> **SHORT TASK 1**
Print the part of the text about the Partner computer that opens with the words containing "The demise of" and closes with "also practically forgotten.".
> **SHORT TASK 2**
Pull out each line of the rows below that contains the string "jacket".

> **EXCERPTED TEXT**
>> Start

Production was first established in the city of Kranj, and later moved to Ptuj. Production for western markets was gradually set up in Delta’s new Austrian factory, and a special model of Partner with a different software programs package was produced by Novkabel in Novi sad. In August 1983, the first ten systems out of the regular production line were ready for testing and by the end of the year 170 systems had already been assembled in Kranj. A total of 200 units were sent to the Austrian St. Jakob plant, where at least 100 Partners were to be assembled by the end of year for export. Out of all the Slovene computers, this was by far the most widely adopted model, the total production number being several thousand Partner computers, while the planned production was up to 10,000 systems. According to the 1988 registry of computer equipment,19 approximately 450 Partners were still being used in Slovenia. Today, we know of 12 Partner computers, and expect at most two or three times more to be stored by private collectors or just waiting in garages to be found.

A handful of schools in Slovenia had a classroom equipped with Partner computers, the first amongst them being the Technical high school in Kranj. The computer course there in the late 1980s was run by the future head of the machine learning research department at the Jožef Stefan Institute (Institut “Jožef Stefan” – IJS), Marko Grobelnik.20

Emulating the Partner environment

The demise of Iskra Delta, the dissolution of Yugoslavia, transition to capitalism and the advance of IBM PC architecture made Partner obsolete, and soon also practically forgotten.

In 2018, a student of computer science in Slovenia reverse-engineered the internals of the computer and wrote an emulator which enabled the original software to run again for the first time in 25 years.21 This student, Matej Horvat, is also part of the Computer History Museum team, with a special expert focus on Partner computers.

>> End

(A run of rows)
>> Start

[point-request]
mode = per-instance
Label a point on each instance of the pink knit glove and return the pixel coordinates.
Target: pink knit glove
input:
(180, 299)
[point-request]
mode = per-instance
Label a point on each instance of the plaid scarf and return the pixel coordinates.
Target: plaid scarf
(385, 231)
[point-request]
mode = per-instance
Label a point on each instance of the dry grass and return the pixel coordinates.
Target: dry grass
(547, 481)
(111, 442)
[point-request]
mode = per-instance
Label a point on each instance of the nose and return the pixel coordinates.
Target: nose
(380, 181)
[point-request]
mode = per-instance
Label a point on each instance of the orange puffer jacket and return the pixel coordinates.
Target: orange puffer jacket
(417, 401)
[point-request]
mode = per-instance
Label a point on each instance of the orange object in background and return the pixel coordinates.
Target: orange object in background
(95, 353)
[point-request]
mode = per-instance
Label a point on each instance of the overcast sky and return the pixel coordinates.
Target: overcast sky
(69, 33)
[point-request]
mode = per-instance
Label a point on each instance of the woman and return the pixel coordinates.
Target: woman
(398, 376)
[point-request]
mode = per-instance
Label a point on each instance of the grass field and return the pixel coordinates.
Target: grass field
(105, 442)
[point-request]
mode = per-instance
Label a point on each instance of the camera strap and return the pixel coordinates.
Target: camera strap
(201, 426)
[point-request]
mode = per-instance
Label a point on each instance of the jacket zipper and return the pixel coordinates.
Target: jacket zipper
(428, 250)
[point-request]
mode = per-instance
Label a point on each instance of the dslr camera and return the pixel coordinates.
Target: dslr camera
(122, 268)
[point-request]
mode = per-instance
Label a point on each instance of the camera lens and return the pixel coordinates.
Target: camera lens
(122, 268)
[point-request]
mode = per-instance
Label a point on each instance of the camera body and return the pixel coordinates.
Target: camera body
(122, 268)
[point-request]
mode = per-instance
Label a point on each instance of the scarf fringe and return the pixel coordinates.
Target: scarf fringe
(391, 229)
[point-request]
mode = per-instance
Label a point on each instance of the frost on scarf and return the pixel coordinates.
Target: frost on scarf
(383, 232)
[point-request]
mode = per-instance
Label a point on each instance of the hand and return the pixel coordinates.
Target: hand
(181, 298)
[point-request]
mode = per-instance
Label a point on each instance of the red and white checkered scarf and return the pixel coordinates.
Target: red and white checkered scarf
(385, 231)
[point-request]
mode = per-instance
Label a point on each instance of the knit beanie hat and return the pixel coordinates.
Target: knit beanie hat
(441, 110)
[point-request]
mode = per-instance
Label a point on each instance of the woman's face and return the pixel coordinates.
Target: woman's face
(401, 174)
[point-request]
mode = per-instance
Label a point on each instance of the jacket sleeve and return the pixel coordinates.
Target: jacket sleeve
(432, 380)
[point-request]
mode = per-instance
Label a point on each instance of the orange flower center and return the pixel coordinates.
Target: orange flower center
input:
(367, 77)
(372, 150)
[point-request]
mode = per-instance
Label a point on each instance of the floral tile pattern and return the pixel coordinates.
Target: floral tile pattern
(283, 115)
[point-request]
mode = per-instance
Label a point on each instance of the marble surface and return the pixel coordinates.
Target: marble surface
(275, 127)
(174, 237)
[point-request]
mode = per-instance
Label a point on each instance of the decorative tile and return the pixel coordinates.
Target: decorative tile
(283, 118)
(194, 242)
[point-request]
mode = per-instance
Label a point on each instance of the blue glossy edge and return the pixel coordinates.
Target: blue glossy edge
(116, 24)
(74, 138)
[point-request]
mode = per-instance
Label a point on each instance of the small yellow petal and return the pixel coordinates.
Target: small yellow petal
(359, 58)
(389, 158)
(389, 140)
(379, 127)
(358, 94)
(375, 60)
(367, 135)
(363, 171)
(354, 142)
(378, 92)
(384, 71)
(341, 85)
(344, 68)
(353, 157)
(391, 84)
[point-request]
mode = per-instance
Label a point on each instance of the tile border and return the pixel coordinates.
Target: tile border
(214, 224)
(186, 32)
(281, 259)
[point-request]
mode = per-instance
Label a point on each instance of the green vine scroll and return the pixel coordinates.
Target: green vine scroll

>> End

> **SOLUTION 1**
The demise of Iskra Delta, the dissolution of Yugoslavia, transition to capitalism and the advance of IBM PC architecture made Partner obsolete, and soon also practically forgotten.

> **SOLUTION 2**
Label a point on each instance of the orange puffer jacket and return the pixel coordinates.
Target: orange puffer jacket
Label a point on each instance of the jacket zipper and return the pixel coordinates.
Target: jacket zipper
Label a point on each instance of the jacket sleeve and return the pixel coordinates.
Target: jacket sleeve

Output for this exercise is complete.